→ **Enunciado da tarefa**
Reproduza sem nenhuma alteração as linhas do material, da linha que contém "of the shallow" até a última linha do material.

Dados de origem
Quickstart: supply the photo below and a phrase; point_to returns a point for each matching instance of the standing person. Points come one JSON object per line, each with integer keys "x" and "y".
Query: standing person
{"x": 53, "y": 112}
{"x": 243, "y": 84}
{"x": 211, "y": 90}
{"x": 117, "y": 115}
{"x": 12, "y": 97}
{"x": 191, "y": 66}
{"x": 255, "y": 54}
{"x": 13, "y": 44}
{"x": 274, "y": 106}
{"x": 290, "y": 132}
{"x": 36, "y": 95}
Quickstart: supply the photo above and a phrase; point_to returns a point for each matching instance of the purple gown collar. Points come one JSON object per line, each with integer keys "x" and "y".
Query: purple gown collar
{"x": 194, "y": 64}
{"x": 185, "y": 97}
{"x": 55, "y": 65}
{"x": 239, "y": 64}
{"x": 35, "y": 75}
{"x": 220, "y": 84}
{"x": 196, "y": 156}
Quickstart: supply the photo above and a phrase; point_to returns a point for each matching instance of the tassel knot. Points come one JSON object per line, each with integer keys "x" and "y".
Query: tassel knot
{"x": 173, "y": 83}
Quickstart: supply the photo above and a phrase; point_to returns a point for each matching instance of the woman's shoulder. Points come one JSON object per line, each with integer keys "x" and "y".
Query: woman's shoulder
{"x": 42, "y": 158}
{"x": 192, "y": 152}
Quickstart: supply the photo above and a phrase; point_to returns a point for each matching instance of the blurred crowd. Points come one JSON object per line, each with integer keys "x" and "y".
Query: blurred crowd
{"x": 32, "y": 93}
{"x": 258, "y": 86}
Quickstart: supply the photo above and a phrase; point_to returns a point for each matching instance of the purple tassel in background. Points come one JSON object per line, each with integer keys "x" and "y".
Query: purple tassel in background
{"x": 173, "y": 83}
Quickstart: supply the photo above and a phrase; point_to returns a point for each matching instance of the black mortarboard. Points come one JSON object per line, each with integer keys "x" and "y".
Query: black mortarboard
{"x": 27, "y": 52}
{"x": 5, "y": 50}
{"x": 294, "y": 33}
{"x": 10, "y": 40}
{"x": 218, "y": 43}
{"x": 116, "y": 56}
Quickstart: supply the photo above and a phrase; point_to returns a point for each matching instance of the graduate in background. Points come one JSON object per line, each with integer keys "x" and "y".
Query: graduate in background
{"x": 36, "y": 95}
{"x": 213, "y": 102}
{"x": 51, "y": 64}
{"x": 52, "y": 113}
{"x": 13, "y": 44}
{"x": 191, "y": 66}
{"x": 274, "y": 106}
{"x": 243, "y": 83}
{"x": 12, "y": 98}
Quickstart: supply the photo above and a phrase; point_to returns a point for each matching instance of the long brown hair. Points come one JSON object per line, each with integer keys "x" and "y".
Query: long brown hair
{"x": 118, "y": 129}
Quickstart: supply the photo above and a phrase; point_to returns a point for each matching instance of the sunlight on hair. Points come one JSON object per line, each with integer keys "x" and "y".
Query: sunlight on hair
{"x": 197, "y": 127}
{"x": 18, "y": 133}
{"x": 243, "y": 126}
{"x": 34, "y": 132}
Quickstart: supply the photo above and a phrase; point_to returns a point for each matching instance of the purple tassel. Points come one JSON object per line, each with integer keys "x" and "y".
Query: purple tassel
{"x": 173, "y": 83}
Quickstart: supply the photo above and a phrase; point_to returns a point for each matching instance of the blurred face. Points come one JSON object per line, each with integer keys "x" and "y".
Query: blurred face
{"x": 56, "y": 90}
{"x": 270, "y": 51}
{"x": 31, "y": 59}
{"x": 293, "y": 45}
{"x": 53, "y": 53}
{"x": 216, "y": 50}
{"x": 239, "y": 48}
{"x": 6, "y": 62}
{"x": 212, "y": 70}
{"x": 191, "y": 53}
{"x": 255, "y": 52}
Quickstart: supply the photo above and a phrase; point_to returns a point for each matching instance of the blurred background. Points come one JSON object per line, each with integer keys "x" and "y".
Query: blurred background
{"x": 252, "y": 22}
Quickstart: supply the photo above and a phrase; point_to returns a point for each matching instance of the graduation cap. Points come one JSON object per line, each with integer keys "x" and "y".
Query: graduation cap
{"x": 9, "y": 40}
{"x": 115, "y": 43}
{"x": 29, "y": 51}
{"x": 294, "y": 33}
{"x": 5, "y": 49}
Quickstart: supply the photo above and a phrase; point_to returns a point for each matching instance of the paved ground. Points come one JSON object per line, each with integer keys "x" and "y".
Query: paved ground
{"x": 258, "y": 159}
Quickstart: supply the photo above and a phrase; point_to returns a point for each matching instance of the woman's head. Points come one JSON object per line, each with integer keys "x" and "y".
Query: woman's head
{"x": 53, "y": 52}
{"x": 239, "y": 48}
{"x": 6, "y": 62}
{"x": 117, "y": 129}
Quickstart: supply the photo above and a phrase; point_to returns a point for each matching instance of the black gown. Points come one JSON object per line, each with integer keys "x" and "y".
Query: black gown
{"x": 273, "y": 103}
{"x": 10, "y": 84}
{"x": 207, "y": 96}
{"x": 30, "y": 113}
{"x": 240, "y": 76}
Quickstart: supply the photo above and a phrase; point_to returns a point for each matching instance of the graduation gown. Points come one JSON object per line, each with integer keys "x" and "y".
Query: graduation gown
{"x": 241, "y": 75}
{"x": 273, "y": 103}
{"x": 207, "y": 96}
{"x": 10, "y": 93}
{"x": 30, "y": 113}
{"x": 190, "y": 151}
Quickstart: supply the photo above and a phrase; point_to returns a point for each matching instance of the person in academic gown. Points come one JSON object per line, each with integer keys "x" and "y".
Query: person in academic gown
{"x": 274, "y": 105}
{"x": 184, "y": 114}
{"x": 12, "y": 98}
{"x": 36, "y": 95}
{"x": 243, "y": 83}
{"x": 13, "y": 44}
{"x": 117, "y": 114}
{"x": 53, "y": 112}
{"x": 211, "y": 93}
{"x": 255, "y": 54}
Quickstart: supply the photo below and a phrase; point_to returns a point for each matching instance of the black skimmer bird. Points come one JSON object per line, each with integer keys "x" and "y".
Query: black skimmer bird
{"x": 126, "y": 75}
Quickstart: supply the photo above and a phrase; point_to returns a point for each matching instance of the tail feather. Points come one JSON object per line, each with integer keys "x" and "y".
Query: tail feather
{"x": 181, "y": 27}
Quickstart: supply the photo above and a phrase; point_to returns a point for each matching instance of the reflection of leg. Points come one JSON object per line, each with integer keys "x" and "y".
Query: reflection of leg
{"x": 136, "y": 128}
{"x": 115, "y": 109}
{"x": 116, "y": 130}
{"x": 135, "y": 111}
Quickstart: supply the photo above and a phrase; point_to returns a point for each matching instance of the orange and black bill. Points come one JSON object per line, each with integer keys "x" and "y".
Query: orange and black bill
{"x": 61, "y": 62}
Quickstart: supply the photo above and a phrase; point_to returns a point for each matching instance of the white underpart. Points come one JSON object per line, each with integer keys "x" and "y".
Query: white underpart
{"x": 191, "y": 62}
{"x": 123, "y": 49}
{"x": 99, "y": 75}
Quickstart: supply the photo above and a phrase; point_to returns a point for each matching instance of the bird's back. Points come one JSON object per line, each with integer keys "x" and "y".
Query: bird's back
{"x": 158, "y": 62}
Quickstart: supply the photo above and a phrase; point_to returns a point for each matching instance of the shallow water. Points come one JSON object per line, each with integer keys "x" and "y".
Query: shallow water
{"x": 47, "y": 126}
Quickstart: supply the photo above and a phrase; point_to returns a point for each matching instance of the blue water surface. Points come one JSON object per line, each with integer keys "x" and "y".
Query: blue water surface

→ **Solução completa**
Quickstart: supply the photo above and a phrase; point_to returns a point for each matching instance of the shallow water. Points come one JSON object per line, each with integer keys "x" and "y".
Query: shallow water
{"x": 47, "y": 126}
Quickstart: supply the photo above and a phrase; point_to returns a point for each matching instance of the blue water surface. Points come one JSON object per line, each with integer keys "x" and "y".
Query: blue water surface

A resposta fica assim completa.